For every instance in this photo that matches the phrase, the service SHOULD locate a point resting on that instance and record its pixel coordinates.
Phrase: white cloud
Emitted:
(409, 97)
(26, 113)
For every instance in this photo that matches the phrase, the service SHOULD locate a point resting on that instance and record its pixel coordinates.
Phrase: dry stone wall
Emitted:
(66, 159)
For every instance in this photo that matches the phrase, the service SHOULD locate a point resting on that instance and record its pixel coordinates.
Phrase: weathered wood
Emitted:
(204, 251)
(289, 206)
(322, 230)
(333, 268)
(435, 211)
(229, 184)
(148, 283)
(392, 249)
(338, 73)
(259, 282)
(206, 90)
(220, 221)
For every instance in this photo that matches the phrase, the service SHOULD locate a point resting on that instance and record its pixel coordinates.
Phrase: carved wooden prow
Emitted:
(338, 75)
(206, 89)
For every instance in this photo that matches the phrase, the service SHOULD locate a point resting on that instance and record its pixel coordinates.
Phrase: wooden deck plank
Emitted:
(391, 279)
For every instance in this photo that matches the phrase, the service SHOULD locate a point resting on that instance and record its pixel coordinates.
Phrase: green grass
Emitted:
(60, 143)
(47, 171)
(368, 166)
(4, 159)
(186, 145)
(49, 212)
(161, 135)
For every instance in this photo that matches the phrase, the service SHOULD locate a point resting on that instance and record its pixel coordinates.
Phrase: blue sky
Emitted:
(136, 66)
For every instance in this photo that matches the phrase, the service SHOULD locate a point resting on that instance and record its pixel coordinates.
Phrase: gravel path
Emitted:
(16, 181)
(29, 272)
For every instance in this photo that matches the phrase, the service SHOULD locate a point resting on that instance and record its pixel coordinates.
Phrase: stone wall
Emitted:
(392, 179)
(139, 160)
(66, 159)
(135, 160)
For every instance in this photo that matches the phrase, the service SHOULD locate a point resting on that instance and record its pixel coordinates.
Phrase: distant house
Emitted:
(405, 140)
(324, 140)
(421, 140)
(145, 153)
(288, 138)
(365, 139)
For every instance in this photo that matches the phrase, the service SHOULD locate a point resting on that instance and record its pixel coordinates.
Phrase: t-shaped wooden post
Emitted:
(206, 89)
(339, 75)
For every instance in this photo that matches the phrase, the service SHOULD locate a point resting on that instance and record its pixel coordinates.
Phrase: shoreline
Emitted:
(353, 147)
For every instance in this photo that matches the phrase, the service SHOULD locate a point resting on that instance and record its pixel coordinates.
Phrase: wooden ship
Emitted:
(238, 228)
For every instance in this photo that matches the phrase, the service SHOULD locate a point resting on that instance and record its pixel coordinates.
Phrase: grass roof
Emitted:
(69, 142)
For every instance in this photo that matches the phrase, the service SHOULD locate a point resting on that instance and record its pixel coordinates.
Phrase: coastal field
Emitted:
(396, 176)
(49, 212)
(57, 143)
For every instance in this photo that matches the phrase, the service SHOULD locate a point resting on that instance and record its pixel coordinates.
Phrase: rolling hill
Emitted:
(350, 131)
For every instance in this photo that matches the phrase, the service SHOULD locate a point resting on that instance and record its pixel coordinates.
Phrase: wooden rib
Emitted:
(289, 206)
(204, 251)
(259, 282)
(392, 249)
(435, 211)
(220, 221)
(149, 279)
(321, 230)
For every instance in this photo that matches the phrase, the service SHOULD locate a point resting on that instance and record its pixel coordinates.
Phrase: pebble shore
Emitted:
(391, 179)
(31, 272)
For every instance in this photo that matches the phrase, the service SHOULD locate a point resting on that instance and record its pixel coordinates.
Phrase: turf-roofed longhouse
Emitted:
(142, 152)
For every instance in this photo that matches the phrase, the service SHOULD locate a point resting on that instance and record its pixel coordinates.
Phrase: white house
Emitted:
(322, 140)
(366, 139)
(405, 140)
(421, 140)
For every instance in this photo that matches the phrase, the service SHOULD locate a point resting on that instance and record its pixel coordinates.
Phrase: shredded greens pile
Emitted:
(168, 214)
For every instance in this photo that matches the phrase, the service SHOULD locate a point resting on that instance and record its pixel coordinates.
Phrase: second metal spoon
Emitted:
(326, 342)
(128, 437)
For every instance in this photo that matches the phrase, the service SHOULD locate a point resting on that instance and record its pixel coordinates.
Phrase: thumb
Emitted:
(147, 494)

*****

— EXERCISE AIM —
Whatever appears in the data above should be set down again exactly.

— YOUR SOLUTION —
For every instance in this photo that matches the phrase, the service SHOULD locate a point resting on that instance and record its pixel coordinates.
Phrase: white cloud
Emitted:
(409, 97)
(26, 113)
For every instance in this photo that matches the phrase, the service SHOULD locate a point resting on that instance and record its pixel coordinates.
Phrase: dry stone wall
Emitted:
(66, 159)
For every instance in this photo that matches the phrase, the service SHOULD locate a point resting on that instance and record its pixel coordinates.
Phrase: weathered wood
Emitted:
(204, 251)
(289, 206)
(322, 230)
(333, 268)
(435, 211)
(229, 184)
(148, 283)
(392, 249)
(338, 73)
(259, 282)
(206, 90)
(220, 221)
For every instance in this photo that matches the phrase, the service SHOULD locate a point resting on that instance and record its pixel coordinates.
Phrase: carved wooden prow
Emitted:
(338, 75)
(206, 89)
For every instance in this photo that matches the phrase, the service SHOULD locate a point resting on that instance and record its pixel coordinates.
Phrase: wooden deck plank
Emitted:
(391, 279)
For every instance in this photo that matches the phrase, the service SHOULD locate a point resting on that instance and record its pixel coordinates.
Phrase: green grass
Emitted:
(60, 143)
(47, 171)
(368, 166)
(4, 159)
(186, 145)
(49, 212)
(161, 135)
For every instance in this photo that matches the phrase, the service SHOULD locate a point resting on that instance and record its pixel coordinates.
Phrase: blue sky
Emitted:
(136, 66)
For every instance in this photo that matches the phrase, the service SHOULD locate a point resting on that instance and record its pixel coordinates.
Phrase: gravel path
Emitted:
(16, 181)
(29, 272)
For every instance in this photo that matches the phrase, the service SHOULD locate a point resting on that instance and record its pixel coordinates.
Phrase: stone wall
Emitted:
(392, 179)
(139, 160)
(66, 159)
(135, 160)
For every instance in this photo that matches the phrase, the service SHOULD locate a point resting on that instance and record its pixel coordinates.
Phrase: distant house
Emitted:
(405, 140)
(324, 140)
(421, 140)
(145, 153)
(288, 138)
(365, 139)
For every instance in this photo that matches the phrase, the service SHOULD locate a point resting on that instance and record its pixel coordinates.
Phrase: t-shaped wooden post
Emitted:
(206, 89)
(339, 75)
For every instance in this photo that matches the phrase, the service SHOULD locate a point resting on that instance and record its pixel coordinates.
Phrase: shoreline
Emitted:
(353, 147)
For every instance in this photo that matches the phrase, the service SHOULD locate a point resting on that instance and record its pixel coordinates.
Phrase: wooden ship
Emitted:
(238, 228)
For every instance in this photo that matches the phrase, the service SHOULD locate a point resting on that instance and record its pixel coordinates.
Phrase: grass roof
Emitted:
(69, 142)
For every instance in this photo that matches the phrase, the service SHOULD locate a point resting on that instance and record its pixel coordinates.
Phrase: coastal field
Emitted:
(396, 176)
(49, 212)
(57, 143)
For every instance in this photo that matches the phrase, the service SHOULD locate a point resting on that instance and record its pixel coordinates.
Phrase: rolling hill
Emitted:
(350, 131)
For every instance in this photo that matches the phrase, the service SHOULD locate a point resting on that instance and record its pixel coordinates.
Phrase: wooden rib
Emitted:
(289, 206)
(204, 251)
(259, 282)
(392, 249)
(435, 211)
(220, 221)
(149, 279)
(321, 230)
For every instance in this photo that matches the phrase, the service SHOULD locate a point resting on that instance and record its pixel coordinates.
Phrase: pebble shore
Emitted:
(391, 179)
(31, 272)
For every instance in this photo that matches the phrase, the service SHOULD locate a point resting on that instance and record its pixel coordinates.
Phrase: turf-roofed longhouse
Emitted:
(142, 152)
For every instance in this photo that matches the phrase, the service SHOULD locate a point resting on that instance and record its pixel coordinates.
Phrase: white house
Emitted:
(322, 140)
(366, 139)
(405, 140)
(421, 140)
For every instance in this photo that matches the phrase, the service SHOULD locate a point resting on that instance and record its pixel coordinates.
Phrase: shredded greens pile
Emitted:
(168, 214)
For every instance in this photo that matches the phrase, the service SHOULD locate a point resting on that instance and record its pixel coordinates.
Phrase: second metal spoon
Emitted:
(326, 342)
(128, 437)
For every instance in this photo that matches the phrase, the service SHOULD locate a point resting on that instance and record its pixel coordinates.
Phrase: thumb
Emitted:
(147, 494)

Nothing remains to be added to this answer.